Requirement 1: Translate this sentence from the rubber composition text into Spanish: "When the amount is within the range indicated above, the advantageous effect can be suitably achieved."

Document extract:
When the rubber composition contains a different rubber component other than the modified rubber, the amount of the different rubber component based on 100% by mass of the rubber component is preferably 5% by mass or more, more preferably 10% by mass or more, still more preferably 15% by mass or more, particularly preferably 20% by mass or more. The upper limit is not limited, and it is preferably 80% by mass or less, more preferably 70% by mass or less, still more preferably 50% by mass or less, further preferably 40% by mass or less, particularly preferably 35% by mass or less. When the amount is within the range indicated above, the advantageous effect can be suitably achieved. When unmodified SBR, unmodified isoprene-based rubbers, or unmodified BR is used as the different rubber, the amount of the unmodified SBR, the amount of the unmodified isoprene-based rubbers, or the amount of the unmodified BR is suitably within the range indicated above.

(Alkali Metal Salt or Alkaline Earth Metal Salt)

Requirement 2: Rewrite the records from their start through the line that contains "top-left (18, 76), bottom-right (31, 113)", inclusive, switching every "command" to "prompt" and leaving all else unchanged. Give only those lines, and leave the pictures out.

Exercise data:
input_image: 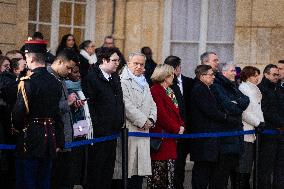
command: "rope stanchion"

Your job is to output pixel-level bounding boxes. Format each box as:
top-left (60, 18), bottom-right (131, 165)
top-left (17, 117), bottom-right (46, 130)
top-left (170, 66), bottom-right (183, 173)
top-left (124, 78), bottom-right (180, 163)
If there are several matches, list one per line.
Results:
top-left (0, 144), bottom-right (16, 150)
top-left (253, 131), bottom-right (264, 189)
top-left (0, 130), bottom-right (283, 150)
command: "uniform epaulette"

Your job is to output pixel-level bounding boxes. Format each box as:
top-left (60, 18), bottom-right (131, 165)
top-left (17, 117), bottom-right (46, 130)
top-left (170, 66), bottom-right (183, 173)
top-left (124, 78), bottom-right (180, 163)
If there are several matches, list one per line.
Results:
top-left (20, 76), bottom-right (31, 81)
top-left (18, 76), bottom-right (31, 113)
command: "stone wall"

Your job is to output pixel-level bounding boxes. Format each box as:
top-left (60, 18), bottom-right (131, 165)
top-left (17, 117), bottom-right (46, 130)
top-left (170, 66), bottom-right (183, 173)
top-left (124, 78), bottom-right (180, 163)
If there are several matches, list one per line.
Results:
top-left (234, 0), bottom-right (284, 68)
top-left (0, 0), bottom-right (29, 53)
top-left (96, 0), bottom-right (164, 62)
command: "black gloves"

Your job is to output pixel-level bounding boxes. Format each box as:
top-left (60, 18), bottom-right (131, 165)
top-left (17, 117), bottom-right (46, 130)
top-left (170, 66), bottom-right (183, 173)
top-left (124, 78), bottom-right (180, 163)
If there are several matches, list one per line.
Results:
top-left (255, 122), bottom-right (265, 133)
top-left (225, 114), bottom-right (242, 126)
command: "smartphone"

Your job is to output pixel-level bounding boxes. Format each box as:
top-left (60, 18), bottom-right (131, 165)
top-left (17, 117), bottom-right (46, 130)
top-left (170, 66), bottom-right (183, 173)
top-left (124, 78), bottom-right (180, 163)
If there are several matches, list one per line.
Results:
top-left (82, 98), bottom-right (89, 102)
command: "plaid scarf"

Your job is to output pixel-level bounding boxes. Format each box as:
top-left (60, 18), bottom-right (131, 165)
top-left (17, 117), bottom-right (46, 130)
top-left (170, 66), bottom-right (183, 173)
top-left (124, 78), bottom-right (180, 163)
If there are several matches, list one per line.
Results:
top-left (165, 87), bottom-right (178, 108)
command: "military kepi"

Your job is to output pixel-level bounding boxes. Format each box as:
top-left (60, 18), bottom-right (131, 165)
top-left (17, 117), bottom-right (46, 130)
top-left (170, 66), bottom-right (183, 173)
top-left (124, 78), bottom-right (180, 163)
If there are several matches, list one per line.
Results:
top-left (25, 40), bottom-right (48, 53)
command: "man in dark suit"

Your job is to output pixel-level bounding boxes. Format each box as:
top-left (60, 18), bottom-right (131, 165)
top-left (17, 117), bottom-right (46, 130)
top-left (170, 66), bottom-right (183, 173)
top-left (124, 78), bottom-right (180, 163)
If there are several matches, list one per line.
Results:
top-left (83, 47), bottom-right (124, 189)
top-left (258, 62), bottom-right (284, 189)
top-left (13, 40), bottom-right (64, 189)
top-left (164, 56), bottom-right (194, 189)
top-left (189, 65), bottom-right (240, 189)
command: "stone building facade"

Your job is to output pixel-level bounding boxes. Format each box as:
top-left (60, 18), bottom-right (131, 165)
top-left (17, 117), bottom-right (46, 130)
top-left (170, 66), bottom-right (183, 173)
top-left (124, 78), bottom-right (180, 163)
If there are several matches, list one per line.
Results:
top-left (0, 0), bottom-right (284, 76)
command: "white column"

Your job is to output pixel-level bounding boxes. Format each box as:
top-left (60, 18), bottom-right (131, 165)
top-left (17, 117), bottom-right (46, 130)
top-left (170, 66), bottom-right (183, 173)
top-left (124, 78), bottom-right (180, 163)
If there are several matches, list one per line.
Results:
top-left (198, 0), bottom-right (209, 63)
top-left (50, 0), bottom-right (60, 54)
top-left (162, 0), bottom-right (173, 60)
top-left (85, 0), bottom-right (96, 42)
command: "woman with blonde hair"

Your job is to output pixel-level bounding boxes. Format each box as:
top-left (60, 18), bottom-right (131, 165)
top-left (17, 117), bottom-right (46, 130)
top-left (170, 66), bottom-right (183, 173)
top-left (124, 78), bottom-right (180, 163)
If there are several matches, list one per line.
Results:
top-left (148, 64), bottom-right (184, 188)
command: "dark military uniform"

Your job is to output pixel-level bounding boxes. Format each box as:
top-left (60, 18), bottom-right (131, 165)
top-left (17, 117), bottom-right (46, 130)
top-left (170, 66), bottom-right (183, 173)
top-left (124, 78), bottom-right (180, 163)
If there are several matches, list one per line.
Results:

Output 1: Cuando la cantidad está dentro del intervalo indicado anteriormente, el efecto ventajoso puede lograrse adecuadamente.

Output 2:
input_image: 
prompt: "rope stanchion"

Your job is to output pixel-level bounding boxes. Format each box as:
top-left (60, 18), bottom-right (131, 165)
top-left (17, 117), bottom-right (46, 130)
top-left (170, 66), bottom-right (183, 173)
top-left (124, 78), bottom-right (180, 163)
If there are several matches, list one per line.
Results:
top-left (0, 144), bottom-right (16, 150)
top-left (253, 131), bottom-right (264, 189)
top-left (0, 130), bottom-right (283, 150)
prompt: "uniform epaulette"

Your job is to output pixel-level bounding boxes. Format each box as:
top-left (60, 18), bottom-right (131, 165)
top-left (17, 117), bottom-right (46, 130)
top-left (170, 66), bottom-right (183, 173)
top-left (124, 78), bottom-right (180, 163)
If there are several matches, list one per line.
Results:
top-left (20, 76), bottom-right (31, 81)
top-left (18, 76), bottom-right (31, 113)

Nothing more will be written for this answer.